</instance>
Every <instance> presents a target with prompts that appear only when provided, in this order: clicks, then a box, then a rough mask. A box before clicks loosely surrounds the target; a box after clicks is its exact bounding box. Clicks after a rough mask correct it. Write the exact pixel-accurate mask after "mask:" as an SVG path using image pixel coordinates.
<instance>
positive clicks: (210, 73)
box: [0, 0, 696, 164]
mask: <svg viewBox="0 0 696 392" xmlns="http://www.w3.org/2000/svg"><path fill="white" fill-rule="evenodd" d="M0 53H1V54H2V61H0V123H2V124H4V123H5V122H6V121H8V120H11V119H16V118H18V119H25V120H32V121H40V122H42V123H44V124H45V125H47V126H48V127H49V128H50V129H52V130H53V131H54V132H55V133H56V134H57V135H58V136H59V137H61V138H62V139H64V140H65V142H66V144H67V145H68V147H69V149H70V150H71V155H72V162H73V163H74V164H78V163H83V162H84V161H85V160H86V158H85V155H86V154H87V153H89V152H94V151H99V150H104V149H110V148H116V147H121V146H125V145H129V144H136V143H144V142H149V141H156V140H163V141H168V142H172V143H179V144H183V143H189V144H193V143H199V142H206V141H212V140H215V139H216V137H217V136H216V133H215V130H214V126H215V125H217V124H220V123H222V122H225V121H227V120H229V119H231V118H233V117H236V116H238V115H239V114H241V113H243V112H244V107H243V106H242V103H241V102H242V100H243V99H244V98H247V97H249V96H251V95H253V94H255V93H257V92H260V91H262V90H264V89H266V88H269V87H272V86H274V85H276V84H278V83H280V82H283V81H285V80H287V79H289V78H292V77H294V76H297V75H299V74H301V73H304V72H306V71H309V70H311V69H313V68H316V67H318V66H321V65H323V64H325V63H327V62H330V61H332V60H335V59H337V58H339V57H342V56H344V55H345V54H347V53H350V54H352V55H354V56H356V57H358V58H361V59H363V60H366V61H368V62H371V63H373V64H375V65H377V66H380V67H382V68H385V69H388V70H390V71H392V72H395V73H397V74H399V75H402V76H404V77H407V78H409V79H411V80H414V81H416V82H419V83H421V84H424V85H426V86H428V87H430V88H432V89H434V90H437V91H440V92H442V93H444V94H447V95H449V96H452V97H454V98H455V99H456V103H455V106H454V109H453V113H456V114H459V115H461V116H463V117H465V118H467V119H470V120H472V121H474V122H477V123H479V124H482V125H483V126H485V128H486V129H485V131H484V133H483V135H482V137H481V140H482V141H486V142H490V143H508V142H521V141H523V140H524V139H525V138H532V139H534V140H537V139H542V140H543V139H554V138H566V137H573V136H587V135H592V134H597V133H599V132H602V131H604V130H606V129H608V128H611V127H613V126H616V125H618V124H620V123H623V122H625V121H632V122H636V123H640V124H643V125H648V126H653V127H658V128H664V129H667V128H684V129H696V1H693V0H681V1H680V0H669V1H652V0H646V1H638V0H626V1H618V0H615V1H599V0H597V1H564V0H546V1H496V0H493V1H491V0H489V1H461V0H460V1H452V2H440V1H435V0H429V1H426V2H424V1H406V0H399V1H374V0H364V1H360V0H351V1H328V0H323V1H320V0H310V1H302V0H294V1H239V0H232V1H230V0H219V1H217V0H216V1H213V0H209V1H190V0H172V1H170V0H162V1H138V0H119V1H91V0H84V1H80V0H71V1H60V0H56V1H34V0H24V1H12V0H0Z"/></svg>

___

ASSIGNED TASK >> Whatever appears in the records must be returned exactly.

WORKED SOLUTION >>
</instance>
Every <instance> presents a target with prompts that appear only when provided, in this order: clicks, then a box, then a rough mask. A box before clicks loosely surrounds the target; a box after clicks is its exact bounding box. Clicks after a rough mask correct it. Write the exact pixel-accurate mask after "mask:" as an SVG path using image pixel coordinates.
<instance>
positive clicks: (210, 73)
box: [0, 0, 696, 164]
mask: <svg viewBox="0 0 696 392" xmlns="http://www.w3.org/2000/svg"><path fill="white" fill-rule="evenodd" d="M0 53H1V54H2V61H0V123H2V124H4V123H5V122H6V121H8V120H11V119H16V118H18V119H25V120H32V121H40V122H42V123H44V124H45V125H47V126H48V127H49V128H50V129H52V130H53V131H54V132H55V133H56V134H57V135H58V136H59V137H61V138H62V139H64V140H65V142H66V144H67V145H68V147H69V149H70V150H71V155H72V162H73V163H74V164H78V163H83V162H84V161H85V160H86V158H85V155H86V154H87V153H89V152H94V151H99V150H104V149H110V148H116V147H121V146H125V145H129V144H136V143H144V142H149V141H156V140H163V141H168V142H172V143H179V144H183V143H189V144H193V143H199V142H206V141H212V140H215V139H216V137H217V136H216V133H215V130H214V126H215V125H217V124H220V123H222V122H225V121H227V120H229V119H231V118H233V117H236V116H238V115H239V114H241V113H243V112H244V107H243V106H242V103H241V102H242V100H243V99H244V98H247V97H249V96H251V95H253V94H255V93H257V92H260V91H262V90H264V89H266V88H269V87H272V86H274V85H276V84H278V83H280V82H283V81H285V80H287V79H289V78H292V77H294V76H297V75H299V74H301V73H304V72H306V71H309V70H311V69H313V68H316V67H318V66H321V65H323V64H325V63H327V62H330V61H332V60H335V59H337V58H339V57H342V56H344V55H345V54H347V53H350V54H352V55H354V56H356V57H358V58H361V59H363V60H366V61H368V62H371V63H373V64H375V65H377V66H380V67H382V68H385V69H388V70H390V71H392V72H395V73H397V74H399V75H402V76H404V77H407V78H409V79H411V80H414V81H416V82H419V83H421V84H424V85H426V86H428V87H430V88H432V89H434V90H437V91H440V92H442V93H444V94H447V95H449V96H452V97H454V98H455V99H456V103H455V106H454V109H453V113H456V114H459V115H461V116H463V117H465V118H467V119H470V120H472V121H474V122H477V123H479V124H482V125H483V126H485V128H486V129H485V131H484V133H483V135H482V137H481V140H482V141H486V142H490V143H508V142H521V141H523V140H524V139H525V138H532V139H534V140H537V139H542V140H543V139H554V138H566V137H573V136H587V135H592V134H597V133H599V132H602V131H604V130H606V129H608V128H611V127H613V126H616V125H618V124H620V123H623V122H625V121H632V122H636V123H640V124H643V125H648V126H653V127H658V128H664V129H667V128H684V129H696V1H693V0H681V1H680V0H669V1H652V0H646V1H638V0H626V1H618V0H615V1H599V0H597V1H564V0H546V1H496V0H493V1H491V0H489V1H461V0H460V1H452V2H440V1H435V0H429V1H426V2H424V1H406V0H399V1H374V0H364V1H360V0H351V1H328V0H323V1H320V0H310V1H302V0H294V1H239V0H232V1H230V0H219V1H217V0H216V1H213V0H209V1H190V0H172V1H170V0H162V1H138V0H119V1H91V0H84V1H80V0H71V1H60V0H56V1H34V0H24V1H12V0H0Z"/></svg>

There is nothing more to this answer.